EXERCISE DATA: Begin
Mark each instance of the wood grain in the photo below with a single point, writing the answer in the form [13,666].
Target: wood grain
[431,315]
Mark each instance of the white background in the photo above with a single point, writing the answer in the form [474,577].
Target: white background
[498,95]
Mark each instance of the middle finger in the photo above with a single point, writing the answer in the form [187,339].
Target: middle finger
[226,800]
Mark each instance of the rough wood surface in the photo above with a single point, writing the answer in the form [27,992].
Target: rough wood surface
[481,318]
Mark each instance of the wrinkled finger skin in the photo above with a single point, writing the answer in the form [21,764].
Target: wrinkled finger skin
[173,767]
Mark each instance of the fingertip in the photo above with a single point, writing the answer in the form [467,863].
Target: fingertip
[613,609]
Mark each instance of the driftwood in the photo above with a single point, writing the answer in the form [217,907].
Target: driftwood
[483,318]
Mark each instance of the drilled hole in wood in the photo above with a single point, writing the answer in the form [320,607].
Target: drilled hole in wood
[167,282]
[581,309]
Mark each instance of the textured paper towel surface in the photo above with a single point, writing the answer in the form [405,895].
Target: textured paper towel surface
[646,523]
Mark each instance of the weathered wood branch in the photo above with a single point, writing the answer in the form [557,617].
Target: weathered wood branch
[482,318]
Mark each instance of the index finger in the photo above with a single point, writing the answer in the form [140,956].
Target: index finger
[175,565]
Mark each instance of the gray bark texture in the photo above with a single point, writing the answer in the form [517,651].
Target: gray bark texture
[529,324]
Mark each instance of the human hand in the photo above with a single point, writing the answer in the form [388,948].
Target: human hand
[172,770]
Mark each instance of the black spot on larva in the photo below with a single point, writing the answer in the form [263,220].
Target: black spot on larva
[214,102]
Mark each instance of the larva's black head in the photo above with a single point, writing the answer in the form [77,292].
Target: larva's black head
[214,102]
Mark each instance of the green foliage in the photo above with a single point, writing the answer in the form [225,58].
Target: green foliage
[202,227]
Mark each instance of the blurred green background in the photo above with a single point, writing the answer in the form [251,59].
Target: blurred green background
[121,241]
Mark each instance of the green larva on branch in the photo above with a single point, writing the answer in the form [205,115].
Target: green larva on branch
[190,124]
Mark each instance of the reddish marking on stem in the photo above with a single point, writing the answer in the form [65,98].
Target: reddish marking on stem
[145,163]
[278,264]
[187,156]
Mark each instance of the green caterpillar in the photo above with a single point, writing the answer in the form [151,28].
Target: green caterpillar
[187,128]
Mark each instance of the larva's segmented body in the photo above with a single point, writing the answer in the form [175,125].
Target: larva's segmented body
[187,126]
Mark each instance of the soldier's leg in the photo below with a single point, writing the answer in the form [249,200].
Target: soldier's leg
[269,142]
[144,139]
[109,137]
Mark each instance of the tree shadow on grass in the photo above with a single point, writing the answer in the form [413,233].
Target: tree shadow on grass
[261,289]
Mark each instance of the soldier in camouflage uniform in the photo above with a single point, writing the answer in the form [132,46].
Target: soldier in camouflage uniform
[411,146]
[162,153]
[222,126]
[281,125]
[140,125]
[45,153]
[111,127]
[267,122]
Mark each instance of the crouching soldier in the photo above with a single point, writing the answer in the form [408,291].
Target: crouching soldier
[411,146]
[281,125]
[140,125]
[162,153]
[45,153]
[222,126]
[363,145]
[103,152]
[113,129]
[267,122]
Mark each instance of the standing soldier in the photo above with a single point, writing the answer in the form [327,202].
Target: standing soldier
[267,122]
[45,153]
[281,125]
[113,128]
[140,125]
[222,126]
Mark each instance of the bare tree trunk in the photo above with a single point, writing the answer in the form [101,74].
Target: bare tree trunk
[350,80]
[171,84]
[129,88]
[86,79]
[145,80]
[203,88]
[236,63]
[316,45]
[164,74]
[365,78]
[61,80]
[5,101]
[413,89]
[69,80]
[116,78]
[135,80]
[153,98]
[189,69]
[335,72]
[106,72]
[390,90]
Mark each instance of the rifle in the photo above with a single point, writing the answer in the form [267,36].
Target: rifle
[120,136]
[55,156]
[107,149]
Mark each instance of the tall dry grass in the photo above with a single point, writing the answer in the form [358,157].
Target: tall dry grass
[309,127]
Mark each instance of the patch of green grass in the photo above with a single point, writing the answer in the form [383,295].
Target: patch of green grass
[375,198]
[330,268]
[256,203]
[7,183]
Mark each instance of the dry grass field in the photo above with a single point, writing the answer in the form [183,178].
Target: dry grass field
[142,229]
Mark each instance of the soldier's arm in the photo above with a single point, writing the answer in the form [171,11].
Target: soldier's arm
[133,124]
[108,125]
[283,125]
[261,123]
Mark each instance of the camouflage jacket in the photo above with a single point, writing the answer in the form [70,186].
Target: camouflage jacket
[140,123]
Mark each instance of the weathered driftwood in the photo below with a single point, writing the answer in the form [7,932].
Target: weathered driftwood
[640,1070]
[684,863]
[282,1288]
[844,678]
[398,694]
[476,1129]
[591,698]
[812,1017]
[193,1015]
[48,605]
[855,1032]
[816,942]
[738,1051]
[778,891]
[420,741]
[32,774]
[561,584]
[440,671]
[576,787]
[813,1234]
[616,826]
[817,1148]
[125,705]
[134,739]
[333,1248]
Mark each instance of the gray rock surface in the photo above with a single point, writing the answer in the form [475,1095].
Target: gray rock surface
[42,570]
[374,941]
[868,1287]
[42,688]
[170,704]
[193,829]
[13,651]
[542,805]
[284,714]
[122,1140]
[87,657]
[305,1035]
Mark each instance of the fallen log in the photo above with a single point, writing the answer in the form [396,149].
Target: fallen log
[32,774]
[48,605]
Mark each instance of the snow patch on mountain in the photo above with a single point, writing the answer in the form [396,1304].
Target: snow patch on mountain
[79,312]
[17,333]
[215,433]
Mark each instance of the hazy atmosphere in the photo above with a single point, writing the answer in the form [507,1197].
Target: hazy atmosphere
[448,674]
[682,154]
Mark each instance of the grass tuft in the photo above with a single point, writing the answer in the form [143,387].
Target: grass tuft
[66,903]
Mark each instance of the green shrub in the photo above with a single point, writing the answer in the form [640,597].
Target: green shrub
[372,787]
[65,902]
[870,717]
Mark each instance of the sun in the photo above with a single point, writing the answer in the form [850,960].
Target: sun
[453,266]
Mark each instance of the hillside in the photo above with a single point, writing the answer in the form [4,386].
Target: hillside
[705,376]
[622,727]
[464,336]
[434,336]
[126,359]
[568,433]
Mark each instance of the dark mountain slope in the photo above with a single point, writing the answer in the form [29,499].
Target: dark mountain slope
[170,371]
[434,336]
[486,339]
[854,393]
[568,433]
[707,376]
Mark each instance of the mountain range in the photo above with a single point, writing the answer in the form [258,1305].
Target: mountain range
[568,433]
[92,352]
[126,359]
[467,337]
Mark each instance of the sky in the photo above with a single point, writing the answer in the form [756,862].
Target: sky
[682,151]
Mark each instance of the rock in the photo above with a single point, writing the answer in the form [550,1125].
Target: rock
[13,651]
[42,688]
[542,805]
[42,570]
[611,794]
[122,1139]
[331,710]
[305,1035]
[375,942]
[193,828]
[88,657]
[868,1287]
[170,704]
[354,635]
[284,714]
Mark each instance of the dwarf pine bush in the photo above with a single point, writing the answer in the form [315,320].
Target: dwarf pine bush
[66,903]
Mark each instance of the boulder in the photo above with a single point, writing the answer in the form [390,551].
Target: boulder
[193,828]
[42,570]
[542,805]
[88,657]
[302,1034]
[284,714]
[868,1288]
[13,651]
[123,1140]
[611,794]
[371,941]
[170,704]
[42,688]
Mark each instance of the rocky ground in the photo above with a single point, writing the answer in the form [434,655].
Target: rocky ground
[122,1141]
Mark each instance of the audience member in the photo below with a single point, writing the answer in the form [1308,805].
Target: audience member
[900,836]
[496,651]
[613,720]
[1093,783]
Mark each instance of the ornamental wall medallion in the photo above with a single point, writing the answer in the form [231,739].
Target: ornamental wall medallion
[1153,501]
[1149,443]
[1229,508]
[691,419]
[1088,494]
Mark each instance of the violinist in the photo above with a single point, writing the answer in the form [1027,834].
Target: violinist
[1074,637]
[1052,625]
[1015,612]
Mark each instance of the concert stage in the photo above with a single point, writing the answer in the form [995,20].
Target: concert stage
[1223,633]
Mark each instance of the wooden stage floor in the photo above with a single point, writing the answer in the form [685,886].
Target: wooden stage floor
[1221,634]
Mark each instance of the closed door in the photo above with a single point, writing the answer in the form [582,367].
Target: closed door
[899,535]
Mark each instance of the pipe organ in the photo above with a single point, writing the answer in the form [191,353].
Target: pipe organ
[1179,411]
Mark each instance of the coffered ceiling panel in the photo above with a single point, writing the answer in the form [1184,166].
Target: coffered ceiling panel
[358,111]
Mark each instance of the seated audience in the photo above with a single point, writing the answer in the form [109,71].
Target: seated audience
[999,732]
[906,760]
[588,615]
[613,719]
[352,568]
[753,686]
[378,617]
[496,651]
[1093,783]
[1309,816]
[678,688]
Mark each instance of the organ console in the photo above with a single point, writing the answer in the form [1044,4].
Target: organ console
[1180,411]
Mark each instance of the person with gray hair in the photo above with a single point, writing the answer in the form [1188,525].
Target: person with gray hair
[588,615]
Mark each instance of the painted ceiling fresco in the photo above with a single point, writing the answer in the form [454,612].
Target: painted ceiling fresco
EXERCISE DATA: End
## DIRECTIONS FOR THIS TASK
Go through the material above, find each line with the string "fresco", and copy it.

## EXERCISE RESPONSE
Mark each instance of the painted ceiling fresco in the photo above with a single point, writing the answer in the form [454,612].
Target: painted ceiling fresco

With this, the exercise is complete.